Within the records below, repeat each line exactly but keep every picture out of the copy.

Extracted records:
--------------------------------

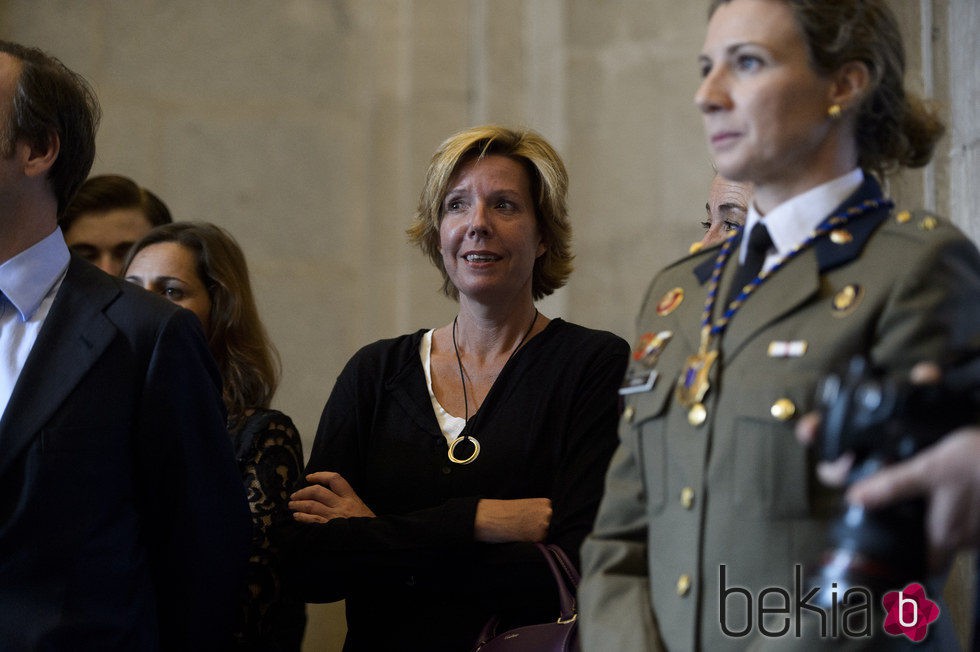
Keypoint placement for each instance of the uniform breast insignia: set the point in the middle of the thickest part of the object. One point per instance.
(669, 302)
(847, 300)
(650, 346)
(780, 349)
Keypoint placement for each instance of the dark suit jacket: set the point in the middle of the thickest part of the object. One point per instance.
(123, 521)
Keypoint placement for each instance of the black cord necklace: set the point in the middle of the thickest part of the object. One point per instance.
(464, 435)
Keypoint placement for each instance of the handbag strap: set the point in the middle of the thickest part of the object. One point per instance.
(566, 578)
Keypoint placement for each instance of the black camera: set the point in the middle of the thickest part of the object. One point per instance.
(882, 420)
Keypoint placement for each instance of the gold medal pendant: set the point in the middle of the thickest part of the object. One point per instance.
(693, 382)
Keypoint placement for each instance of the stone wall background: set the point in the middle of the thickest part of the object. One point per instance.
(304, 127)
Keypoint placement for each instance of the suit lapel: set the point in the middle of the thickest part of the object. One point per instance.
(408, 388)
(74, 335)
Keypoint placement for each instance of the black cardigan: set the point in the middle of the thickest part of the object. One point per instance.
(414, 575)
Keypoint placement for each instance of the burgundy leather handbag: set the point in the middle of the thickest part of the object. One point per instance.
(559, 636)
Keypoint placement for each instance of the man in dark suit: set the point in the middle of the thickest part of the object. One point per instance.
(123, 522)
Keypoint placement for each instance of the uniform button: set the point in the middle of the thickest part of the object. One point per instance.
(628, 413)
(697, 415)
(687, 497)
(683, 584)
(783, 409)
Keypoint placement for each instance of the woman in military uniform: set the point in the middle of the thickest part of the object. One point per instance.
(710, 503)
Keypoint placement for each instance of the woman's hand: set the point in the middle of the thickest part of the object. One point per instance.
(503, 521)
(329, 496)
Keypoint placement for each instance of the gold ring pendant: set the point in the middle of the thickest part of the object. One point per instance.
(473, 455)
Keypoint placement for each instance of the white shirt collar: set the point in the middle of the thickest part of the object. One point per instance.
(27, 278)
(791, 222)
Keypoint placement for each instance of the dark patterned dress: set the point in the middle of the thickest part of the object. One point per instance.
(270, 457)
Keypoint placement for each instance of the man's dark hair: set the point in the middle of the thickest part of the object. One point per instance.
(107, 192)
(50, 100)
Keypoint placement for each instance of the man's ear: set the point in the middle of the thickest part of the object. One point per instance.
(851, 84)
(39, 159)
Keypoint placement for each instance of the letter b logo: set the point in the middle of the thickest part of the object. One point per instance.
(904, 602)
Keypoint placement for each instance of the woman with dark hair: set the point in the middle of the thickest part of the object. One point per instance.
(106, 216)
(200, 267)
(443, 455)
(712, 511)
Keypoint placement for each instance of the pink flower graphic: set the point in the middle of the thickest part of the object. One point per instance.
(909, 612)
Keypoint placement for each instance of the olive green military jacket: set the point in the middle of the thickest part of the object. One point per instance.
(692, 496)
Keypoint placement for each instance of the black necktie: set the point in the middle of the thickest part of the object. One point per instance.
(755, 255)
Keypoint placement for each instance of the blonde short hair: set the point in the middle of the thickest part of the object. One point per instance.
(549, 185)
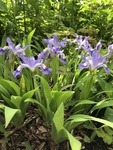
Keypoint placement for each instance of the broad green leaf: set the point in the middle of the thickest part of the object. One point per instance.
(16, 100)
(47, 92)
(59, 133)
(85, 102)
(59, 97)
(109, 114)
(3, 6)
(9, 114)
(105, 87)
(102, 104)
(11, 86)
(58, 122)
(4, 91)
(46, 114)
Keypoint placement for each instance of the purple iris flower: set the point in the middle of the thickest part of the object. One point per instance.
(2, 50)
(15, 49)
(94, 60)
(54, 48)
(32, 64)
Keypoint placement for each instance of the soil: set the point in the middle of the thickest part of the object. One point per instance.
(34, 135)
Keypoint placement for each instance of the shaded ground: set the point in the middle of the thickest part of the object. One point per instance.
(34, 135)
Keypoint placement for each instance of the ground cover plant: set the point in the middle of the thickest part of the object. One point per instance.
(58, 83)
(56, 74)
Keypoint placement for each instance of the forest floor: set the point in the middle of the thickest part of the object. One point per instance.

--------------------------------

Exercise answer:
Keypoint placement for each instance of the uniform breast insignia: set the point in the middle of the thickest part of the object. One point per instance.
(669, 302)
(847, 300)
(650, 346)
(780, 349)
Keypoint placement for each instance of the dark suit jacket: set the point in the middle of the thickest part of the object. One point per instance.
(123, 521)
Keypoint placement for each instance of the black cord necklace: set the point in the middle of the thickest part of the object. One point per instance.
(464, 435)
Keypoint placement for each instance of the handbag strap: set the point in the middle of the thickest part of the object. One point per instance.
(566, 578)
Keypoint placement for each instance of the black camera: set the point in the middle of the thickest part of the object. One point per instance.
(882, 420)
Keypoint placement for each instance of the gold medal pendant: set the point in the middle of the thickest part of the object. One point per instance.
(693, 382)
Keypoint placement for each instance of the stone wall background: set the point in the middle of the thickest part of the object. One point per instance.
(304, 127)
Keypoint placement for each instance of the suit lapel: set the point in the middle of the thickest part of the object. One point per instance.
(408, 388)
(74, 335)
Keypoint placement for each instance of the black cardigan: set the point in the middle of the thickest part of the object. One point per instance.
(414, 575)
Keypoint placement for each instance of the burgundy leather handbag: set the point in the middle of the thickest part of the object. One point per instance.
(559, 636)
Keypoint placement for each instance of the man in dark suit: set the point in the middle of the thickest part of the object. One point per instance.
(123, 522)
Keypoint placement for each instance of the uniform button: set the point in the middle of the thickest part of the object. One point per instance.
(628, 413)
(697, 415)
(687, 497)
(683, 584)
(783, 409)
Keypoint placement for each instance of the woman in military uniform: set the point in the middle of the thickest part of the object. One point per instance.
(710, 503)
Keypoint placement for each instance of the woman's hand: set the point in the middle of the thickest part of the object. One point per instance.
(503, 521)
(329, 496)
Keypoint placement for each instance of the gold ring pendant: set the point in the middle of the thickest part of the object. One point per instance.
(473, 455)
Keypoint placement for each instance of the white shirt collar: set the point in the middle of the thickest part of the object. One point per instance.
(27, 278)
(791, 222)
Keypoint placement for each instance of the dark patterned dress: set the point in the middle of the thickest part of the object. One point per instance.
(270, 457)
Keypoint placement for each instance of the man's dark hair: set the point in the middle of the thickest part of the object. One point per instance.
(107, 192)
(50, 100)
Keypoint placement for each instance of the man's ear: set the point in the middle of the thickest part of the object. One point per instance.
(851, 84)
(39, 159)
Keypoint placement for each instance of the letter b logo: set the point in the middle of the thickest part of the object. One point per instance.
(904, 602)
Keypoint placement for each instance of the woman with dark hair: set the point in the middle of the thickest part of the object. One point per instance.
(106, 216)
(200, 267)
(443, 455)
(712, 511)
Keypoint placement for each instance of the pink flower graphic: set the point in the middle of the thickest part of the object. One point per instance.
(909, 612)
Keypoint placement for each instance of the olive green military jacket: set the point in the middle of the thickest part of the object. One point per instance.
(692, 496)
Keypoint placement for each instance of the black necktie: set the point in the middle of the thickest part of the object. One point per instance.
(755, 255)
Keypoint placement for each instance of the blonde short hair: set the point in the middle of the thickest part of the object. One point per instance.
(549, 185)
Keypoint placement for each instance of the broad green leaf: set the point in the middle of the thickest part of the object. One point per instance.
(16, 100)
(47, 92)
(59, 133)
(85, 102)
(59, 97)
(109, 114)
(3, 6)
(9, 114)
(105, 87)
(102, 104)
(11, 86)
(58, 122)
(4, 91)
(46, 114)
Keypoint placement for each instance of the purple iris flower: set the point in the middle of the thickest part of the object. One point per instance.
(2, 50)
(15, 49)
(94, 60)
(54, 48)
(32, 64)
Keypoint placement for each instance of the soil: set the point in the middle of the thickest part of the object. One point per instance.
(34, 135)
Keypoint placement for each instance of the shaded ground: set the point in the middle of the thickest part of the object. One point per instance.
(34, 135)
Keypoint placement for each instance of the ground cover plant: set the point in the middle of the thickest part of the object. One point per instance.
(58, 83)
(56, 74)
Keypoint placement for each instance of the forest floor: set the point in the middle of the thickest part of the object. One point per instance.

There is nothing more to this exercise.